[Dataset excerpts]
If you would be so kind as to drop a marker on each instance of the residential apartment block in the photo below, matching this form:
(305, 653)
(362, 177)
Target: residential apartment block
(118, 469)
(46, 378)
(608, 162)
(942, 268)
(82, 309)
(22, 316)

== WORK TASK ==
The records above must be transcribed line for line, exactly.

== PROBLEM SOLUTION ==
If you would be so kind as to drop a marker on each instance of the residential apartment block in the photo below, matching this form:
(305, 653)
(362, 177)
Target: residential apartment block
(118, 469)
(46, 378)
(608, 162)
(942, 268)
(82, 309)
(22, 316)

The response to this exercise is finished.